### Exercise requirements
• A. Could you retype the Bob Telson biography word for word, starting with "American composer, songwriter and" and going on through "Academy Award nominations."?
• B. How might the Bob Telson biography go on? Extend it from its final sentence.
── Extract ──
- Born: May 14, 1949 (age 77) Cannes, France
- Genres: World music; theatrical; classical;
- Occupations: Composer; musician;
- Instrument: Piano
- Years active: 1968–present
- Labels: Acqua; Nonesuch; Island, Warner; Naxos;
- Website: www.bobtelson.com

= Bob Telson =

American composer, songwriter and pianist (born 1949)

Robert Eria Telson (born May 14, 1949) is an American composer, songwriter, and pianist best known for his work in musical theater and film, for which he has received Tony, Pulitzer, and Academy Award nominations.

==Biography==
Robert Eria Telson was born in Cannes, France, in 1949. He grew up in Brooklyn, New York, son of Paula (née Blackman) and David Telson. He began studying piano when he was five years old. By nine he had already performed a Mozart piece on television and given a concert of his own compositions. At 14, he wrote 72 love songs for his first girlfriend, Margie. At 16 and 17 he studied organ, counterpoint and harmony in France with Nadia Boulanger. He followed this with a degree in music from Harvard University in 1970. Telson also played organ and composed original songs for a rock band called The Bristols, while he was a high school student at Poly Prep in Brooklyn, New York. Several of these were recorded at Decca Studios but never released. At Harvard, he formed another group called Groundspeed, which brought him back to the Decca Studios in 1967 to record a demo recording of his songs "L-12 East" and "In a Dream" with producer Dick Jacobs. This was released by the label in 1968. After the demise of Groundspeed, Telson formed the band Revolutionary Music Collective, which included then-unknown singer Bonnie Raitt on lead vocals.
───
── Data block ──
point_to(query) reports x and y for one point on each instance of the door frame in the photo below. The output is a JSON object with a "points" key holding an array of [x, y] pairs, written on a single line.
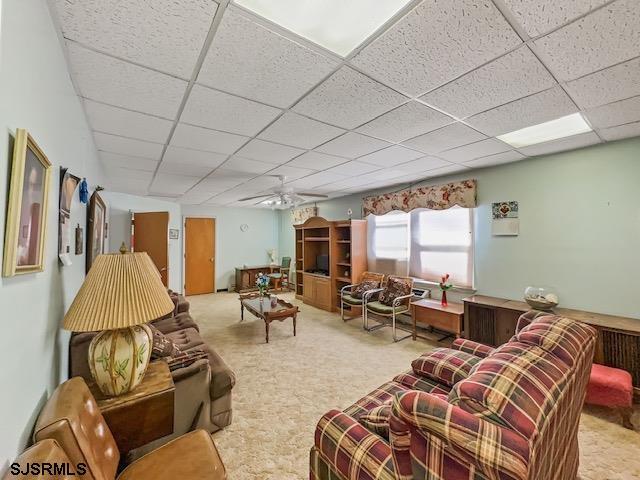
{"points": [[184, 250]]}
───
### Results in order
• A.
American composer, songwriter and pianist (born 1949)

Robert Eria Telson (born May 14, 1949) is an American composer, songwriter, and pianist best known for his work in musical theater and film, for which he has received Tony, Pulitzer, and Academy Award nominations.

• B.
After graduation from Harvard, Telson's first professional work was as a member of the Philip Glass Ensemble from 1972 to 1974. After that began his immersion in ethnic world music, as the pianist of salsa bandleaders Tito Puente and Machito. He was then organist of the gospel group Five Blind Boys of Alabama, for whom he also composed, arranged and produced. Collaborating with director/writer Lee Breuer, in 1983 he composed the musical The Gospel at Colonus, an adaptation of Sophocles's Oedipus tale, featuring Morgan Freeman, the Five Blind Boys and the Soul Stirrers. Newsweek called it: "The best white man’s capturings of the essence of black music since Gershwin's Porgy and Bess."

As a composer, Telson received an Academy Award nomination for his song "Calling You" from the movie Bagdad Café, as well as Pulitzer, Grammy and Tony Award nominations for his Broadway musicals, The Gospel at Colonus and Chronicle of a Death Foretold, an adaptation of the Gabriel García Márquez novel.

Telson has composed soundtracks for American, French, German and Argentinian films (including five for Percy Adlon), as well as a ballet score for Twyla Tharp (Sextet) . His songs have been recorded by many international artists, such as Barbra Streisand, Natalie Cole, George Benson, Joe Cocker, Celine Dion, Wynton Marsalis, k.d. lang, Shawn Colvin, Caetano Veloso, Gal Costa, Etta James, Jeff Buckley, Paul Young and George Michael.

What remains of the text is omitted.